Texte retenu:
Vandenbroucke ou le retour d’un paria
Grosse surprise: Frank Vandenbroucke fait son grand retour en politique. Et par la grande porte en plus. Il devient vice-premier ministre et ministre de la Santé et des Affaires sociales dans le nouveau gouvernement. Portrait.
Le président du SP.A, Conner Rousseau, avait promis une bombe et il a tenu parole en annonçant le retour d’un vieux guerrier de la politique. Vandenbroucke avait quitté la scène il y a plus de 10 ans, pas vraiment avec les honneurs, mais le voilà de retour. La preuve vivante qu’il ne faut donc jamais dire jamais.
L’homme a été au faite de sa gloire au début des années 2000 lorsqu’il redonne, avec Johan Vande Lanotte, Patrick Janssens et le regretté Steve Stevaert, un nouveau souffle au « socialistische partij » (SP).
Mais, dix ans plus tard, il va quitter, contre son gré, la politique. Il sera en effet poussé vers la sortie après les élections de 2009. Bien qu’ayant obtenu de bons résultats, il n’obtiendra pas une nouvelle place au gouvernement. C’était le choix de la présidente d’alors, Caroline Gennez. Vandenbroucke ne voulait pas tirer la liste européenne et était régulièrement en conflit avec d’autres pontes du parti. Un choix qu’on va longtemps reprocher à Gennez. Son départ forcé et dans la douleur est généralement considéré comme une grande perte pour les socialistes, y compris au sein du parti.

Consigne 1: D'après le portrait de Frank Vandenbroucke, quelles fonctions obtient-il dans le nouveau gouvernement ?
Consigne 2: Reproduisez le passage du portrait de Frank Vandenbroucke qui va de « Vandenbroucke ou le » à « jamais dire jamais. ».

Données disponibles:
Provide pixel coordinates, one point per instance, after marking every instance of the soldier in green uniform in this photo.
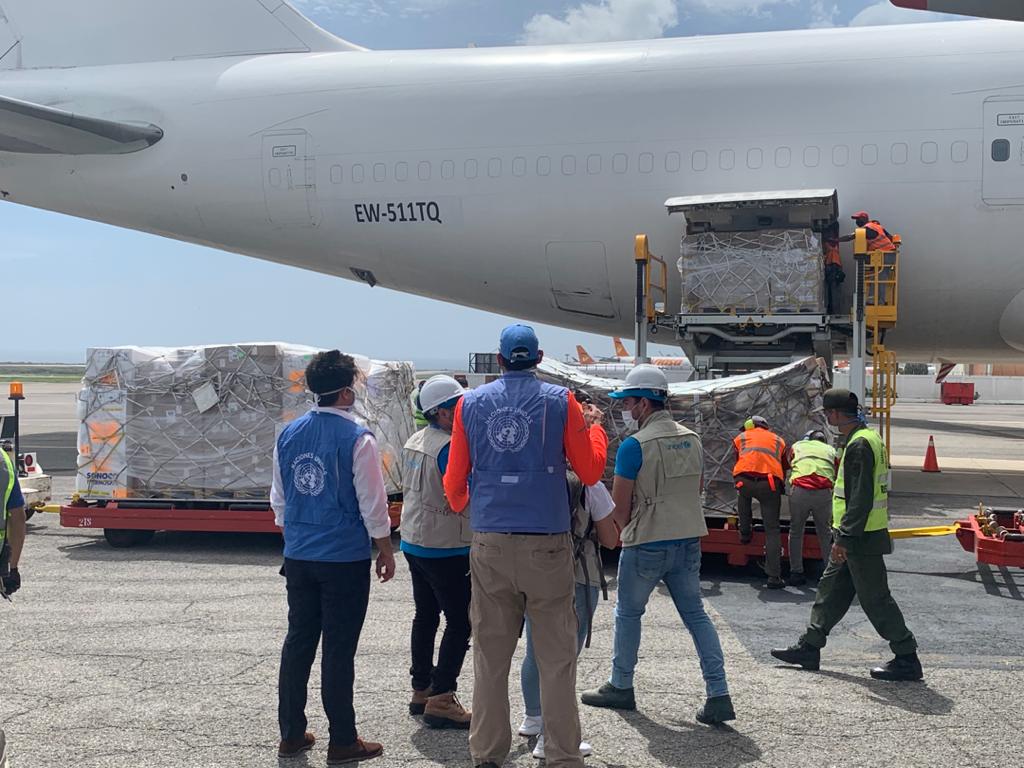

Réponse 1: Il devient vice-premier ministre et ministre de la Santé et des Affaires sociales.

Réponse 2:
Vandenbroucke ou le retour d’un paria
Grosse surprise: Frank Vandenbroucke fait son grand retour en politique. Et par la grande porte en plus. Il devient vice-premier ministre et ministre de la Santé et des Affaires sociales dans le nouveau gouvernement. Portrait.
Le président du SP.A, Conner Rousseau, avait promis une bombe et il a tenu parole en annonçant le retour d’un vieux guerrier de la politique. Vandenbroucke avait quitté la scène il y a plus de 10 ans, pas vraiment avec les honneurs, mais le voilà de retour. La preuve vivante qu’il ne faut donc jamais dire jamais.